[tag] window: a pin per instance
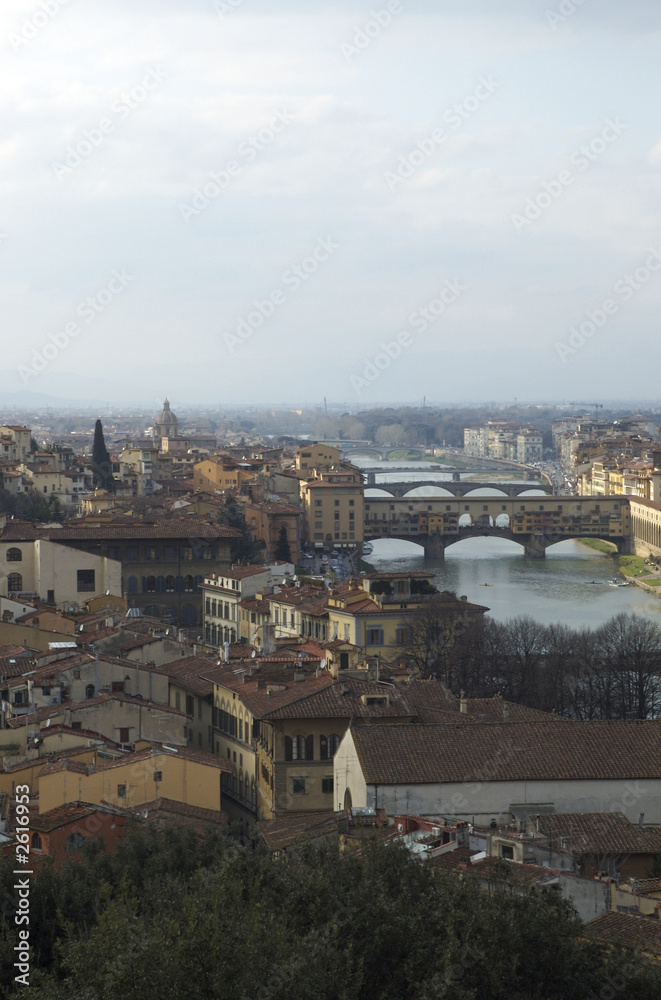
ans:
(75, 840)
(299, 748)
(85, 578)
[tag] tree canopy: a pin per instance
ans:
(101, 464)
(322, 924)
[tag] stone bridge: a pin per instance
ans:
(534, 522)
(374, 451)
(455, 488)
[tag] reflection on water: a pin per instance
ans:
(559, 588)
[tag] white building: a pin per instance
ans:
(475, 772)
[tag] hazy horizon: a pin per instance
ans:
(221, 202)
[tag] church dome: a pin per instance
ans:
(166, 416)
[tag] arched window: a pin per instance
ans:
(299, 748)
(74, 841)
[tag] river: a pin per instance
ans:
(559, 588)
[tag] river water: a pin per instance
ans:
(559, 588)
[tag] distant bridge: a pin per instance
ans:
(382, 454)
(457, 489)
(536, 523)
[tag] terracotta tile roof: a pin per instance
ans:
(498, 710)
(63, 764)
(543, 751)
(523, 875)
(188, 672)
(261, 704)
(430, 694)
(236, 573)
(343, 699)
(647, 885)
(70, 752)
(280, 834)
(162, 807)
(176, 528)
(598, 833)
(366, 607)
(453, 860)
(51, 820)
(253, 604)
(627, 930)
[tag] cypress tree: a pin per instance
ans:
(101, 464)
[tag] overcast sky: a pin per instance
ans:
(239, 201)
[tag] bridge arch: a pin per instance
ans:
(429, 491)
(485, 491)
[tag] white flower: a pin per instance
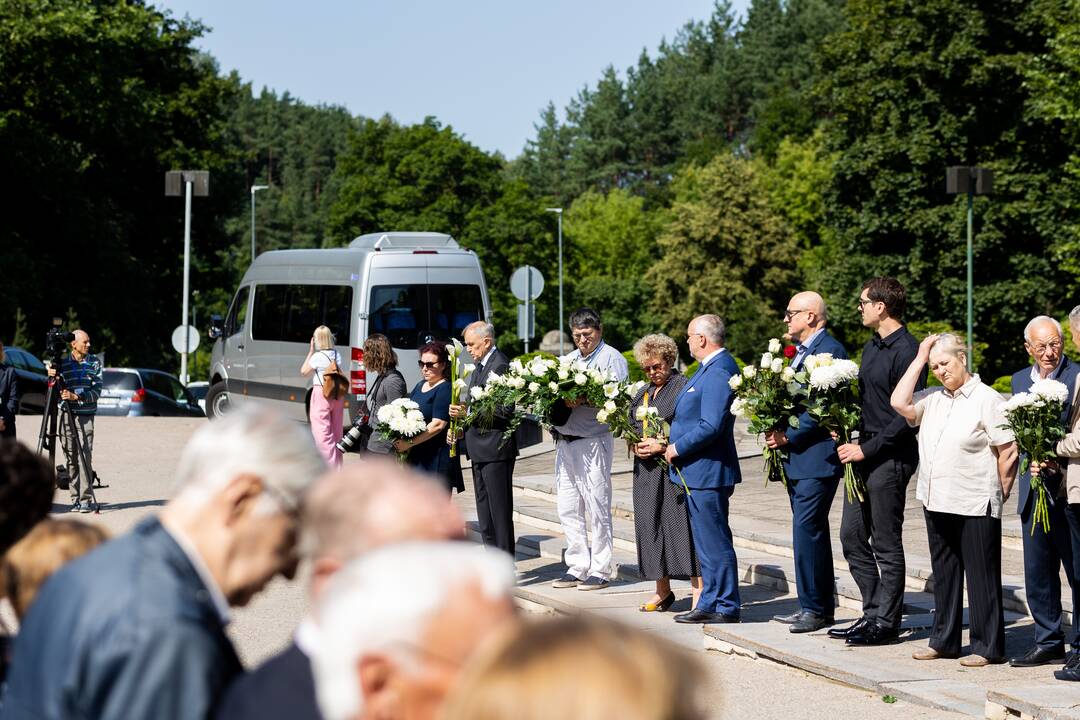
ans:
(1051, 390)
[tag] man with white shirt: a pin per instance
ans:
(584, 447)
(136, 628)
(348, 514)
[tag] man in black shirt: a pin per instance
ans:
(871, 531)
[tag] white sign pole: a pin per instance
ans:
(187, 276)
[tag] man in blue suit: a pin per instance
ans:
(702, 446)
(813, 472)
(1045, 553)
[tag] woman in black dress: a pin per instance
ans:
(429, 451)
(661, 522)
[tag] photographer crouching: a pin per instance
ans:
(82, 385)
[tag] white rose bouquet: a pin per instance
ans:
(1035, 418)
(766, 395)
(832, 398)
(400, 420)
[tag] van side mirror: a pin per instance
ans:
(215, 327)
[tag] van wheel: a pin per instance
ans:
(217, 401)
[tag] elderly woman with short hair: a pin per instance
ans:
(967, 464)
(661, 522)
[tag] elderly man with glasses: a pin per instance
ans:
(1044, 553)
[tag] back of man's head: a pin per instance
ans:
(399, 609)
(374, 503)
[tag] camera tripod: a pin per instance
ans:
(58, 410)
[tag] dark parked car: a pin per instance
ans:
(32, 381)
(136, 392)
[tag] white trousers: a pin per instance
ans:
(583, 486)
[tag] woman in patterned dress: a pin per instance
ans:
(661, 522)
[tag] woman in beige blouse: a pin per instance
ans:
(967, 465)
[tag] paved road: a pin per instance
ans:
(137, 457)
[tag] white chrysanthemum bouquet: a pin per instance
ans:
(766, 395)
(1035, 418)
(400, 420)
(833, 401)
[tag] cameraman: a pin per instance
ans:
(82, 385)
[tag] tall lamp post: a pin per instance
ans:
(558, 213)
(961, 179)
(255, 188)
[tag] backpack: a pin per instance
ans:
(335, 384)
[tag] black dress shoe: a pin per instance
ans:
(841, 633)
(787, 620)
(875, 635)
(809, 622)
(703, 616)
(1037, 656)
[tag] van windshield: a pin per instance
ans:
(409, 314)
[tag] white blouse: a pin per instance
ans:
(958, 471)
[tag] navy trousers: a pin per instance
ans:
(716, 555)
(1043, 556)
(814, 580)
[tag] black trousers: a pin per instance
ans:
(969, 547)
(493, 481)
(872, 537)
(1044, 554)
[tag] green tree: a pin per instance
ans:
(725, 250)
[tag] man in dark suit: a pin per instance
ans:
(813, 472)
(702, 447)
(1045, 553)
(136, 627)
(347, 514)
(493, 460)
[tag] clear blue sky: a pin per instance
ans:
(486, 67)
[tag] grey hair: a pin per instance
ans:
(251, 440)
(364, 613)
(712, 327)
(1043, 318)
(481, 327)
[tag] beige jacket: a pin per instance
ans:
(1069, 447)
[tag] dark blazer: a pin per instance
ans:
(1066, 372)
(9, 399)
(127, 632)
(703, 428)
(811, 449)
(484, 445)
(283, 688)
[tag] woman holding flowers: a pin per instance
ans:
(661, 521)
(967, 465)
(429, 451)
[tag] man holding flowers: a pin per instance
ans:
(887, 452)
(584, 447)
(493, 460)
(702, 447)
(813, 471)
(1045, 552)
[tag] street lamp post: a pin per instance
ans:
(558, 213)
(255, 188)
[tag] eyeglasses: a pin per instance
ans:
(1041, 349)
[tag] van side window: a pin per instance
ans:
(238, 313)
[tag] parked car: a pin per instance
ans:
(32, 380)
(198, 390)
(139, 392)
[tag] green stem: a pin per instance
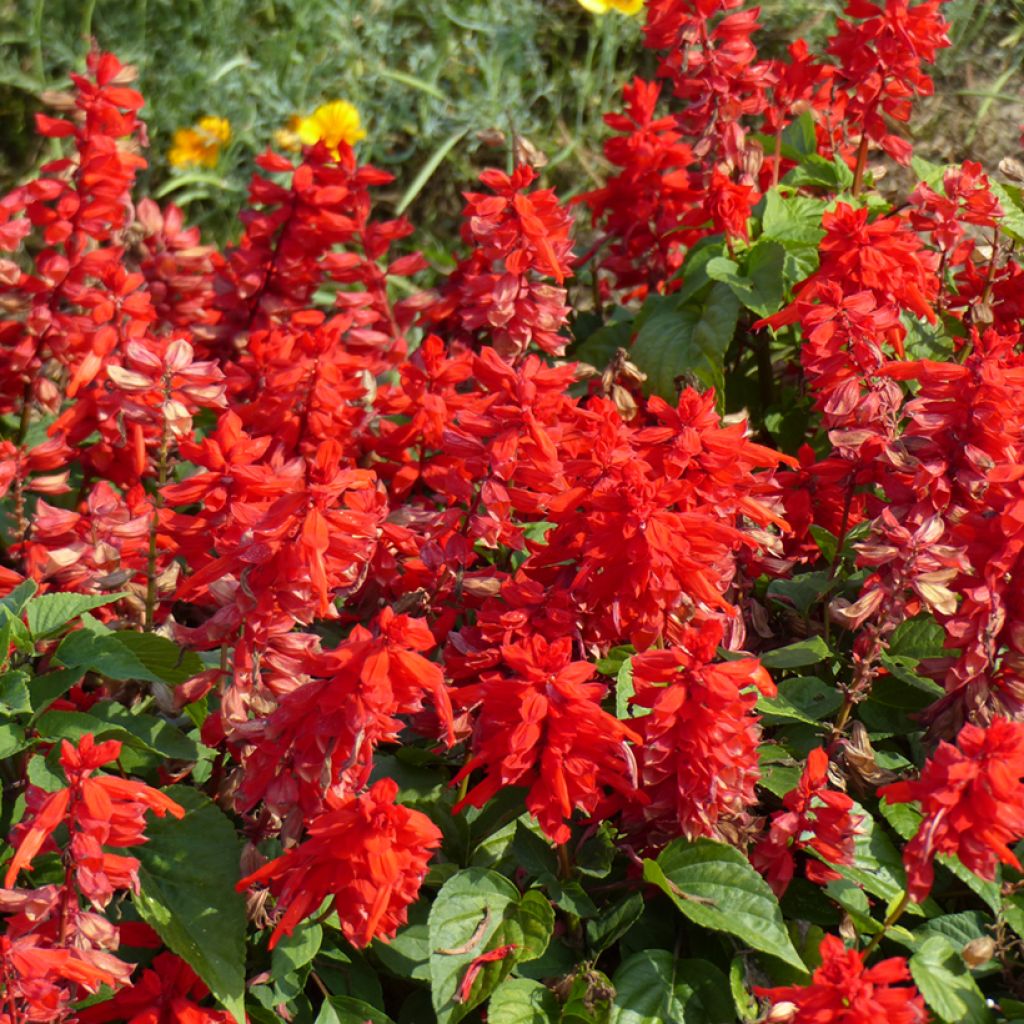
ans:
(889, 922)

----

Please copy all of the data above word for word, leaving the pictures out of your answer.

[tag] window: a pin per instance
ans:
(75, 840)
(299, 748)
(85, 578)
[tag] tree canopy: a pin per instance
ans:
(101, 464)
(322, 924)
[tag] stone bridge: a pin per instance
ans:
(534, 522)
(374, 451)
(455, 488)
[tag] reflection on water: a pin per instance
ans:
(559, 588)
[tag] white building: a pin per instance
ans:
(475, 772)
[tag] hazy horizon: a pin per instance
ans:
(221, 202)
[tag] church dome: a pin per instance
ans:
(166, 416)
[tag] arched window: a pin per instance
ans:
(299, 748)
(74, 841)
[tag] river: a pin per instance
ans:
(559, 588)
[tag] river water: a pin per instance
ans:
(559, 588)
[tag] distant bridge: a pin per instance
ans:
(382, 454)
(457, 489)
(536, 523)
[tag] terracotta tile roof: a pin per instance
ans:
(498, 710)
(63, 764)
(543, 751)
(523, 875)
(188, 672)
(261, 704)
(430, 694)
(236, 573)
(343, 699)
(647, 885)
(70, 752)
(280, 834)
(162, 807)
(176, 528)
(598, 833)
(366, 607)
(453, 860)
(51, 820)
(253, 604)
(627, 930)
[tag] cypress tree: a pin per instance
ans:
(101, 464)
[tag] overcast sky: a pin per instance
ans:
(239, 201)
[tag] bridge arch: a pin per instance
ans:
(429, 491)
(485, 491)
[tag] white flower: a pin per instance
ans:
(1051, 390)
[tag] man with white shirt: a pin per instance
ans:
(584, 447)
(136, 628)
(348, 514)
[tag] man in black shirt: a pin per instance
ans:
(871, 531)
[tag] white sign pole: a pin per instance
ans:
(187, 276)
[tag] man in blue suit: a pin per instance
ans:
(702, 446)
(813, 472)
(1045, 553)
[tag] woman in black dress: a pin per instance
ans:
(429, 451)
(661, 522)
[tag] photographer crouching: a pin per instance
ans:
(82, 385)
[tag] white rose bouquet: a pin per instance
ans:
(1035, 418)
(766, 395)
(832, 398)
(400, 420)
[tag] van side mirror: a pin per instance
ans:
(215, 327)
[tag] van wheel: a pin per instance
ans:
(217, 401)
[tag] elderly woman with short hair: a pin per instance
ans:
(967, 464)
(661, 522)
[tag] elderly man with glasses: a pin per instance
ans:
(1044, 553)
[tag] back of man's head: a pin per instance
ans:
(399, 609)
(374, 503)
[tag] camera tripod: a pin per instance
ans:
(58, 410)
[tag] dark parked car: a pin per instance
ans:
(32, 381)
(136, 392)
[tag] white trousers: a pin per instance
ans:
(583, 486)
[tag] woman in patterned dress: a pin per instance
ans:
(661, 522)
[tag] woman in beige blouse: a pin per instance
ans:
(967, 465)
[tag] paved road: a pin per instance
ans:
(137, 457)
[tag] white chrysanthemum bouquet: a pin per instance
ans:
(766, 395)
(1035, 418)
(400, 420)
(833, 401)
[tag] cameraman: a pin per instance
ans:
(82, 385)
[tag] tall lamp post: a pin per instance
ans:
(558, 213)
(961, 179)
(255, 188)
[tag] backpack: a pin per instance
ans:
(335, 384)
[tag] black dress shoe: a pin per instance
ans:
(841, 633)
(787, 620)
(875, 635)
(809, 622)
(703, 616)
(1037, 656)
[tag] van windshield: a pin per instance
ans:
(409, 314)
[tag] white blouse: a pin per instance
ans:
(958, 471)
[tag] navy trousers: a pin per instance
ans:
(716, 555)
(1043, 556)
(814, 580)
[tag] black trousers: a pin per instance
ans:
(969, 547)
(493, 481)
(872, 537)
(1044, 554)
[tag] green tree: a pin per instance
ans:
(725, 250)
[tag] man in dark suit: a pin per instance
ans:
(813, 472)
(702, 447)
(1045, 553)
(136, 627)
(347, 514)
(493, 460)
[tag] clear blue sky: a pin per instance
ans:
(486, 67)
[tag] grey hair: a pin per instance
ans:
(251, 440)
(364, 613)
(712, 327)
(1043, 318)
(481, 327)
[tag] beige jacket: a pin per instance
ans:
(1069, 447)
[tag] dark blazer: a pin per instance
ans:
(1066, 372)
(9, 399)
(127, 632)
(703, 428)
(811, 449)
(484, 445)
(283, 688)
[tag] woman holding flowers: a pin per instance
ans:
(661, 521)
(967, 465)
(429, 451)
[tag] man holding flowers: a pin per instance
ans:
(887, 452)
(584, 447)
(493, 460)
(702, 447)
(813, 471)
(1045, 552)
[tag] street lamp post: a pin per instance
ans:
(558, 213)
(255, 188)
[tag] eyeglasses: a pin per instance
ans:
(1041, 349)
[tag] van side window: a pin per instance
ans:
(238, 313)
[tag] parked car: a pin per instance
ans:
(32, 380)
(198, 390)
(139, 392)
[tag] green stem: a pin per instance
ans:
(889, 922)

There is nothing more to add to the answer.